Directions:
[a] According to the school funding passage, why is education a prime target when states cut spending to balance their budgets?
[b] In the school funding passage, by how much did Nevada cut school funding?
[c] Copy the school funding passage starting at "Without significant new" and ending at "K-12 funding, respectively.", swapping "states and localities" for "state and local governments".

Provided passage:
Schools have received some extra federal money to address the immediate costs of adapting to COVID-19, but it’s far too little to cover even the necessary hand sanitizer, face shields and masks, distance-learning equipment, and other pandemic-related costs that they face, much less to replace lost revenues.

Without significant new federal aid, states and localities will likely make deep cuts to balance their budgets. Education comprises about 26 percent of state budgets, so it’s a prime target. And school districts have few other funding sources: states and localities provide 47 and 45 percent of all K-12 funding, respectively.

States have sought to shield schools from cuts, but they may not be able to do so much longer. Georgia lawmakers have already cut $1 billion from the state’s budget for its Education Department, and Nevada cut school funding by $160 million. New Jersey anticipates school cuts that could reach $1 billion per year. Virginia’s governor is recommending that the state abandon $490 million in planned school funding.

The last time that school districts across the country cut their budgets so deeply, kids’ educations suffered. In the wake of the Great Recession of a decade ago, states spent down their reserves and the sizable federal aid they received and then cut funding to K-12 schools to balance their budgets. By 2011, 17 states had cut per-student funding by more than 10 percent. As a result, local school districts cut teachers, librarians, and other staff; scaled back counseling and other services; and even reduced the number of school days.

Even in 2017, state support for K-12 schools in some states remained below pre-Great Recession levels. And school districts have never recovered from the layoffs they imposed back then. When COVID-19 hit, K-12 schools employed 77,000 fewer teachers and other workers despite teaching 1.5 million more children.

Exercise data:
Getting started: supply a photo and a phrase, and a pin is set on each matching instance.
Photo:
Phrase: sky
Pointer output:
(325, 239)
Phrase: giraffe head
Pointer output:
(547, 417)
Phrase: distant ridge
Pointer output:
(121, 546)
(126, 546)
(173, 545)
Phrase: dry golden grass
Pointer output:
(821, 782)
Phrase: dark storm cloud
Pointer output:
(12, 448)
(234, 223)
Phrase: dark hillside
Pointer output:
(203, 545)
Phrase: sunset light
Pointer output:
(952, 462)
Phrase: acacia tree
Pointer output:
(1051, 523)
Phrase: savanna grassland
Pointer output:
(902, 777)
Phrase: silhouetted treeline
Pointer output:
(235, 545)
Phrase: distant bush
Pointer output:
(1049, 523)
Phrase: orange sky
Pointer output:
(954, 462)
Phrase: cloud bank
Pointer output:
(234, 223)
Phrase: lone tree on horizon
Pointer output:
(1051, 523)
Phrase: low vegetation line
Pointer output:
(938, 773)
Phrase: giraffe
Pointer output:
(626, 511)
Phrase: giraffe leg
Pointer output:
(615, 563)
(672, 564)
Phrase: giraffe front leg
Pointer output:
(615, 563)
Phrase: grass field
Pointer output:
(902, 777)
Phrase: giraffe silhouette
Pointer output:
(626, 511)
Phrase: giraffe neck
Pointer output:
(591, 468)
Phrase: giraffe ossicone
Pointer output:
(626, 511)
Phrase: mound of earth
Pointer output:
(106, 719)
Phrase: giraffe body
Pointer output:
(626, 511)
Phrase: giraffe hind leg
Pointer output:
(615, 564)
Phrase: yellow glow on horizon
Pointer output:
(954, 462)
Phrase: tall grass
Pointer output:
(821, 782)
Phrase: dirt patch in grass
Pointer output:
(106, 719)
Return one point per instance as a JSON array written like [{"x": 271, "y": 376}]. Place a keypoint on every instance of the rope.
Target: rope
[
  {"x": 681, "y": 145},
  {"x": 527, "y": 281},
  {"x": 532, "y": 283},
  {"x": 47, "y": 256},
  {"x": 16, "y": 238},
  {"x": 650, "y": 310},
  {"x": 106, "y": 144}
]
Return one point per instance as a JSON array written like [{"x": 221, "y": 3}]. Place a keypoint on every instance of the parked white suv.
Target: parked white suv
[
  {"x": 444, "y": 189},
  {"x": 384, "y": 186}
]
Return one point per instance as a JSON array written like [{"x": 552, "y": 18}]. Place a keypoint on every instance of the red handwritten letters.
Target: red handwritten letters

Expected responses:
[a] Education is a prime target because it makes up about 26 percent of state budgets.

[b] Nevada cut school funding by $160 million.

[c]
Without significant new federal aid, state and local governments will likely make deep cuts to balance their budgets. Education comprises about 26 percent of state budgets, so it’s a prime target. And school districts have few other funding sources: state and local governments provide 47 and 45 percent of all K-12 funding, respectively.